_Goal of the exercise_
Switch "firefighter's boot" to "safety helmet" in everything from the start of the data down to the line containing "476;578;566;617", and give those lines again with nothing else altered.

_Data rows_
-- Begin --

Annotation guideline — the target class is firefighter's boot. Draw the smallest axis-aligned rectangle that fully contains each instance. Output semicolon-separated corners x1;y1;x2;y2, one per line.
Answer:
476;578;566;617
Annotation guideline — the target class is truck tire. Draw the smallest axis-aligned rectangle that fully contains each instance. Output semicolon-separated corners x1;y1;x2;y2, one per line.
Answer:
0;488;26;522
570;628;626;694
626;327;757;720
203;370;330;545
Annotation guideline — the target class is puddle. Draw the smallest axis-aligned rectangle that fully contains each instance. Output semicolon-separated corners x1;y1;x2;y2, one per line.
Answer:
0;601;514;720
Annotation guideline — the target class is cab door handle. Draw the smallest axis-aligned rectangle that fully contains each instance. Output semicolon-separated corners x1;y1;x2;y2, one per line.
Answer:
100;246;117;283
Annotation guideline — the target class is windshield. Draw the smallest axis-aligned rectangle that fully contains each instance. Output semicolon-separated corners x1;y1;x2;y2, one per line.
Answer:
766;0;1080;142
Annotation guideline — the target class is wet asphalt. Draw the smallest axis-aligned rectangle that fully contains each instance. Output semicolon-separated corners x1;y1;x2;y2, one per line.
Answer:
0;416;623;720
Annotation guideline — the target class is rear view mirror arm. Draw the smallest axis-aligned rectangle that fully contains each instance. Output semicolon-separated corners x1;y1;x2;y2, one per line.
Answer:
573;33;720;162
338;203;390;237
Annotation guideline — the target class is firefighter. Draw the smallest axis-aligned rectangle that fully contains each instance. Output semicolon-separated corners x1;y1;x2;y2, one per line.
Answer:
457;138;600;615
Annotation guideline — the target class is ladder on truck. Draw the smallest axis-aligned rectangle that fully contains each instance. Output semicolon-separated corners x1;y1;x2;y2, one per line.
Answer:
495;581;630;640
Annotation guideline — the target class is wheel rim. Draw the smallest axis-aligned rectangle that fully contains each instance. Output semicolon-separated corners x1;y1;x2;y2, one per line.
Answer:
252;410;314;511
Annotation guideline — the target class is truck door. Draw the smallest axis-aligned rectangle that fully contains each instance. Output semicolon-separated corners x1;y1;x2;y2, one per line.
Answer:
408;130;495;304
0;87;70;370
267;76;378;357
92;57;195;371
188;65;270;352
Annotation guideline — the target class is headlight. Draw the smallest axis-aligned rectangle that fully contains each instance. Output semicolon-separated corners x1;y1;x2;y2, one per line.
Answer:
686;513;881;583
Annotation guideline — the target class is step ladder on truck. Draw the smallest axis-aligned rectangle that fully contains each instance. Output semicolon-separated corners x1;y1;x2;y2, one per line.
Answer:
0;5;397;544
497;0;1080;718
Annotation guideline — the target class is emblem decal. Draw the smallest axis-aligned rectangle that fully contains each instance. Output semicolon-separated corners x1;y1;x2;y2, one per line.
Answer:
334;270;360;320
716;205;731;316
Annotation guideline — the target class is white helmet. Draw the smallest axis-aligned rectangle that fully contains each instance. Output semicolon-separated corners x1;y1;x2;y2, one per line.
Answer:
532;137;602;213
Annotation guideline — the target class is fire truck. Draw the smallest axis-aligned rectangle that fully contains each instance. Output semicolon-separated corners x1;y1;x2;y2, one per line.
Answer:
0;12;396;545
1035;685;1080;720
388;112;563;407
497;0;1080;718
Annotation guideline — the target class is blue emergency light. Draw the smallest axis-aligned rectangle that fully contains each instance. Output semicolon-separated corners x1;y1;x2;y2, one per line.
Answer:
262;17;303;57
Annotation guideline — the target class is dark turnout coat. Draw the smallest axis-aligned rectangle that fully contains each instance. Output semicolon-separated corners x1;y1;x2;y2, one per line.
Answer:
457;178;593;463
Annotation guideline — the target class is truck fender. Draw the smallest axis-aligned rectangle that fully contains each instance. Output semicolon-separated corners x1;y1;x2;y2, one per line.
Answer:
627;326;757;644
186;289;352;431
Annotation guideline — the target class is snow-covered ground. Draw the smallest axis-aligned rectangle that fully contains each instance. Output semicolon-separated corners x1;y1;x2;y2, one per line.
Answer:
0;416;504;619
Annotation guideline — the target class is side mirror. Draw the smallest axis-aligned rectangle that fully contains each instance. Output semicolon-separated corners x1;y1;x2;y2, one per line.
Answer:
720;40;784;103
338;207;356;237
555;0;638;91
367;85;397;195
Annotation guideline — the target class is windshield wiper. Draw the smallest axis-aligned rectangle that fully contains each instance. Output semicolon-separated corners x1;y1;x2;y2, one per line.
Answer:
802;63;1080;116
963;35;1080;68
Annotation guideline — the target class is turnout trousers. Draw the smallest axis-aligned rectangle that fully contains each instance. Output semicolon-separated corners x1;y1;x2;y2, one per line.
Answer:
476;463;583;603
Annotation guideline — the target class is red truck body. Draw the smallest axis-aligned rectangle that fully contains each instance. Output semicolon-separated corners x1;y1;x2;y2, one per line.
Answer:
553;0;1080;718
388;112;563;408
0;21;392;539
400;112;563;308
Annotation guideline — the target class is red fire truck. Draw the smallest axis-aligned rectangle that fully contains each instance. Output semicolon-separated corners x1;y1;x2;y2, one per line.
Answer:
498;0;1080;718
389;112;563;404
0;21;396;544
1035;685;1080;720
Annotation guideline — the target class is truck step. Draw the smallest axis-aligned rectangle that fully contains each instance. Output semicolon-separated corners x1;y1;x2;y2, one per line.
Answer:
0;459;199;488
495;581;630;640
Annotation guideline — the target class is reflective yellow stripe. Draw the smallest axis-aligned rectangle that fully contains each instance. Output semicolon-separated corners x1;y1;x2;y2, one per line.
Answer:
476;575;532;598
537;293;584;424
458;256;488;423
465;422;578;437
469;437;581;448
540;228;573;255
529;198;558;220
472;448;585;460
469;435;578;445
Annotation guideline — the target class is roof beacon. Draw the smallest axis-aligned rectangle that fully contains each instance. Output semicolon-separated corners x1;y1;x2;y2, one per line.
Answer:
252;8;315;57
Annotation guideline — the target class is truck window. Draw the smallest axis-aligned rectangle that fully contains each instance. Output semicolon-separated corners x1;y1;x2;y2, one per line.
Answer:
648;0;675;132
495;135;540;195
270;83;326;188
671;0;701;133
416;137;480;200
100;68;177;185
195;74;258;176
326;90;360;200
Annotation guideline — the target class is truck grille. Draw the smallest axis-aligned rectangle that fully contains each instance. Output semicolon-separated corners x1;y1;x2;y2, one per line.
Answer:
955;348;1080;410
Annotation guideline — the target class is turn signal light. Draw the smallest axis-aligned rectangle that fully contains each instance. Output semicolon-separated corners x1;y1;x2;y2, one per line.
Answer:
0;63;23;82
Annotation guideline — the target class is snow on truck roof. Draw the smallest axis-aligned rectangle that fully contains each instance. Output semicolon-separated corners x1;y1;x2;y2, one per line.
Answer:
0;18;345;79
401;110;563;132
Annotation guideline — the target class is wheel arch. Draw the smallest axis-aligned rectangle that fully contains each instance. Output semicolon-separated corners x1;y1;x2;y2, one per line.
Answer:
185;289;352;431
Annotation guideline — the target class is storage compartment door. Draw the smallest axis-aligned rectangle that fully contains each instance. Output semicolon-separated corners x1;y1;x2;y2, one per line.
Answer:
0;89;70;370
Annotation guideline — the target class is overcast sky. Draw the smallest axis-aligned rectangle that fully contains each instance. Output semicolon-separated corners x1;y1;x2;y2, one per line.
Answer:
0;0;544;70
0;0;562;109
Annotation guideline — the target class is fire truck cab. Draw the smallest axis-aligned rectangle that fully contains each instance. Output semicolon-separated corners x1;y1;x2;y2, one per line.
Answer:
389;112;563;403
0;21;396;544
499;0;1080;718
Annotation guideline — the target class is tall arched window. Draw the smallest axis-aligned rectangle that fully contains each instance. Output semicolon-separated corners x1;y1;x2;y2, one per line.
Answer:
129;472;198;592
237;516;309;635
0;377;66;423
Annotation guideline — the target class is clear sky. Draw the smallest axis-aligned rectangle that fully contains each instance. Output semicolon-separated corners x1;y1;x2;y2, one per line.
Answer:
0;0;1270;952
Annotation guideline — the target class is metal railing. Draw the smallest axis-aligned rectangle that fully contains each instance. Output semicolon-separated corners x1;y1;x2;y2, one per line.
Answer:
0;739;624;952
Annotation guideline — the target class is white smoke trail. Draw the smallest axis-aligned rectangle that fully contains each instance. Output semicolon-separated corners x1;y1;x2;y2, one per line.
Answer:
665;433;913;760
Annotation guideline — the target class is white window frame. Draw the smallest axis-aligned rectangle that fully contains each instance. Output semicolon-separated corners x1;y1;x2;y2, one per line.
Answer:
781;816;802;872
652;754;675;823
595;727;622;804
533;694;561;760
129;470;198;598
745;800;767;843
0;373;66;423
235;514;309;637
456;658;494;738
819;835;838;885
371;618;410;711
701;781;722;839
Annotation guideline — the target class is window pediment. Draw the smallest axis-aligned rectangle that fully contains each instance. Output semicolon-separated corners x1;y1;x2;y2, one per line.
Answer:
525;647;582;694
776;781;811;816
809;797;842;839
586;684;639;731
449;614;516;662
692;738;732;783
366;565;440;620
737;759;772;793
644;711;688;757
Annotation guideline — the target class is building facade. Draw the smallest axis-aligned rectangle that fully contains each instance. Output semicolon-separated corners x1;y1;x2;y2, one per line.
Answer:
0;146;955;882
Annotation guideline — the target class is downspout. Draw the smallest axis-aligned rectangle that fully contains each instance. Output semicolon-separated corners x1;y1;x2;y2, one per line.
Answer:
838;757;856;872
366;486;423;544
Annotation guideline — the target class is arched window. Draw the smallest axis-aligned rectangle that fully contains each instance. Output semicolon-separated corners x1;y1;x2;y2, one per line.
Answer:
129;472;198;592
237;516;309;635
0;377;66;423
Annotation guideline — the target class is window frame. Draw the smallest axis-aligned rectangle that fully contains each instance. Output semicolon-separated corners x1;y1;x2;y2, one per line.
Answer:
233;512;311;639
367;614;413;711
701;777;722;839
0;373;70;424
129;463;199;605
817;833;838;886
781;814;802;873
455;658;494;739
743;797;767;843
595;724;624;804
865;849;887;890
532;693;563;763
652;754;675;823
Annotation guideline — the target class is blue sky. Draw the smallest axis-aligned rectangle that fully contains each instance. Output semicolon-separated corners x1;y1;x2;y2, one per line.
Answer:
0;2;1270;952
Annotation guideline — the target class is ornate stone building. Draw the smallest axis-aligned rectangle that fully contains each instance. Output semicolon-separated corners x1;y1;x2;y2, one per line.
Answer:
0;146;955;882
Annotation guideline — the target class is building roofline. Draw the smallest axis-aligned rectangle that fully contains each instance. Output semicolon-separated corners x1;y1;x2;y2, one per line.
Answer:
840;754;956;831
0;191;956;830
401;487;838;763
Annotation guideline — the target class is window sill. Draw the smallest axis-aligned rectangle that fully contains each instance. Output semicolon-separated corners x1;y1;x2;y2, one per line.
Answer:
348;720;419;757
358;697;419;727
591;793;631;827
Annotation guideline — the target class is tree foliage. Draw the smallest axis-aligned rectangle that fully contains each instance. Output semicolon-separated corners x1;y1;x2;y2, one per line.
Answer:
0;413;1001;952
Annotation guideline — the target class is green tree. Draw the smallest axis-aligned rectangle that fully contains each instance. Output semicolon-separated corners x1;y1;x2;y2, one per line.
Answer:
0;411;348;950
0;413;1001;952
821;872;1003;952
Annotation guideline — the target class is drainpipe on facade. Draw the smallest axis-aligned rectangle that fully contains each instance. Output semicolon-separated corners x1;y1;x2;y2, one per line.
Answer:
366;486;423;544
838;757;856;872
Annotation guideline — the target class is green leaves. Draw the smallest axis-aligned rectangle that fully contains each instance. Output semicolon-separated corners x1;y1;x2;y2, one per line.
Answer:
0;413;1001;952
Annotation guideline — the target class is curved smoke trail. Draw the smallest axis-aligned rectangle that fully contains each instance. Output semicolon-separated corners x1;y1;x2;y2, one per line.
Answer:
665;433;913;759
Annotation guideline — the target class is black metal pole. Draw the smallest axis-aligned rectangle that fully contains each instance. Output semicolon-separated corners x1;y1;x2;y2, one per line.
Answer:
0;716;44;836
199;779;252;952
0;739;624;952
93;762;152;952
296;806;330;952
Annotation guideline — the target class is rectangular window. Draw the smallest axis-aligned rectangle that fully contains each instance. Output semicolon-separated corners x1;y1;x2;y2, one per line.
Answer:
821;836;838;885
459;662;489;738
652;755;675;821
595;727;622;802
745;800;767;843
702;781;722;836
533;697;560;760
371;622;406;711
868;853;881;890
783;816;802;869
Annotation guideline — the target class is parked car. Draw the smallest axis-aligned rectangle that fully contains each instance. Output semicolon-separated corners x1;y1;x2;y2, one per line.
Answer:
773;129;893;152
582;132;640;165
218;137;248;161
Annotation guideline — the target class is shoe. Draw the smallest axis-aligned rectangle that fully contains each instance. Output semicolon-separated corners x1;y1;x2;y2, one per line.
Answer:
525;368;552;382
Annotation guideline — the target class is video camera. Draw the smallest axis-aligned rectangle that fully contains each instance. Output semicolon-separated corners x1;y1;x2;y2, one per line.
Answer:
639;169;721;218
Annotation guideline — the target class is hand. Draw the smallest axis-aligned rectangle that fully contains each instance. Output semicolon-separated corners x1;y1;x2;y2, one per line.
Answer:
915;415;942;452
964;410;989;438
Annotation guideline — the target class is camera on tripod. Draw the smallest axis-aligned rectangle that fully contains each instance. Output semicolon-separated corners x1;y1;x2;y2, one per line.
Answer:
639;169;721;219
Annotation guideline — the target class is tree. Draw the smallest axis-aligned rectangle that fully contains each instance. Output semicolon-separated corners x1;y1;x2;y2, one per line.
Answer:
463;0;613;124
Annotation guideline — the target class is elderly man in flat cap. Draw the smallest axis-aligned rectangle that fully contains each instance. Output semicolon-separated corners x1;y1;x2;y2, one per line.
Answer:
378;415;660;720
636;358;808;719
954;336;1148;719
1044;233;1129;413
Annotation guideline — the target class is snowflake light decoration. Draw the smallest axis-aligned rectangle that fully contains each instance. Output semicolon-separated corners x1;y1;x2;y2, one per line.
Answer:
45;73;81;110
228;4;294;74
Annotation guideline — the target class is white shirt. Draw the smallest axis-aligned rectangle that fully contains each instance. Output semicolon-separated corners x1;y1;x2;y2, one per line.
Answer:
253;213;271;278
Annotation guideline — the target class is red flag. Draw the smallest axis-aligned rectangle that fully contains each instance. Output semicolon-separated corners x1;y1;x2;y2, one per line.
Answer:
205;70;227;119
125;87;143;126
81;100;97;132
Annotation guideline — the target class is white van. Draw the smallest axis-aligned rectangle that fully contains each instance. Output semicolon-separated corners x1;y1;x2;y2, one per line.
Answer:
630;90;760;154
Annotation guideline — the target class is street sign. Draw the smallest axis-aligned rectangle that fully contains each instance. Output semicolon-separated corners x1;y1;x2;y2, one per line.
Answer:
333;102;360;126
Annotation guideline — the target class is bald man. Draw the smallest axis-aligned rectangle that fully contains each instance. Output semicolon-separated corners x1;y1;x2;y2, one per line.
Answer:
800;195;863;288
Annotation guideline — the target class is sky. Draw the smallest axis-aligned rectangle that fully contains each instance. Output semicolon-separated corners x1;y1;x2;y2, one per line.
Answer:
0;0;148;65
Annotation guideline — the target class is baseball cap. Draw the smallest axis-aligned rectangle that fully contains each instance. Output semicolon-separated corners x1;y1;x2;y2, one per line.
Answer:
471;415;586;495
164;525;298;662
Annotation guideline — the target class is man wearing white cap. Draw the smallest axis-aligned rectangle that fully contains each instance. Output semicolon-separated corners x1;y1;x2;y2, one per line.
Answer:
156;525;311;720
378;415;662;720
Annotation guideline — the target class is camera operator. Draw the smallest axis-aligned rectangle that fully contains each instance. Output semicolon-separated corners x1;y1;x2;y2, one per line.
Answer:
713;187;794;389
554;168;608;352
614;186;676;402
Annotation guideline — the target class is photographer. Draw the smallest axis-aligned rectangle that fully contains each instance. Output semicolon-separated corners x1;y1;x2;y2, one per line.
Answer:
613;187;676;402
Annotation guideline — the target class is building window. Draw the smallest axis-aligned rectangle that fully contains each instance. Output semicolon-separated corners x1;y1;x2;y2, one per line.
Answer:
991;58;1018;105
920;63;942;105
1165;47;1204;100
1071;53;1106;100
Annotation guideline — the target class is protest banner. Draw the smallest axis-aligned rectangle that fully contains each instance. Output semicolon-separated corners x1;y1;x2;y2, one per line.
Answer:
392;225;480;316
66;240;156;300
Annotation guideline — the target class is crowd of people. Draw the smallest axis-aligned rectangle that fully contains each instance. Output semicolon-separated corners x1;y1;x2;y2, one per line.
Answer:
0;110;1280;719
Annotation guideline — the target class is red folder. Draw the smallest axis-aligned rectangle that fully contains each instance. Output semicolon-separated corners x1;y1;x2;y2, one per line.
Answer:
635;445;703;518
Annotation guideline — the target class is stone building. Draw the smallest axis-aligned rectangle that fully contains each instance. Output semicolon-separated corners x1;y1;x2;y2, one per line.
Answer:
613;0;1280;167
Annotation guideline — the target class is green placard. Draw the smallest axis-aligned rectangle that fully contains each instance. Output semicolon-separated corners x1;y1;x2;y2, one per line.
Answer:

-- End --

_Answer for this exercise_
Annotation guideline — the target class is safety helmet. Draw the smallest axis-aligned rectangle that fully contains each instance. Output semicolon-separated corners x1;y1;x2;y2, one per line.
Answer:
476;578;566;617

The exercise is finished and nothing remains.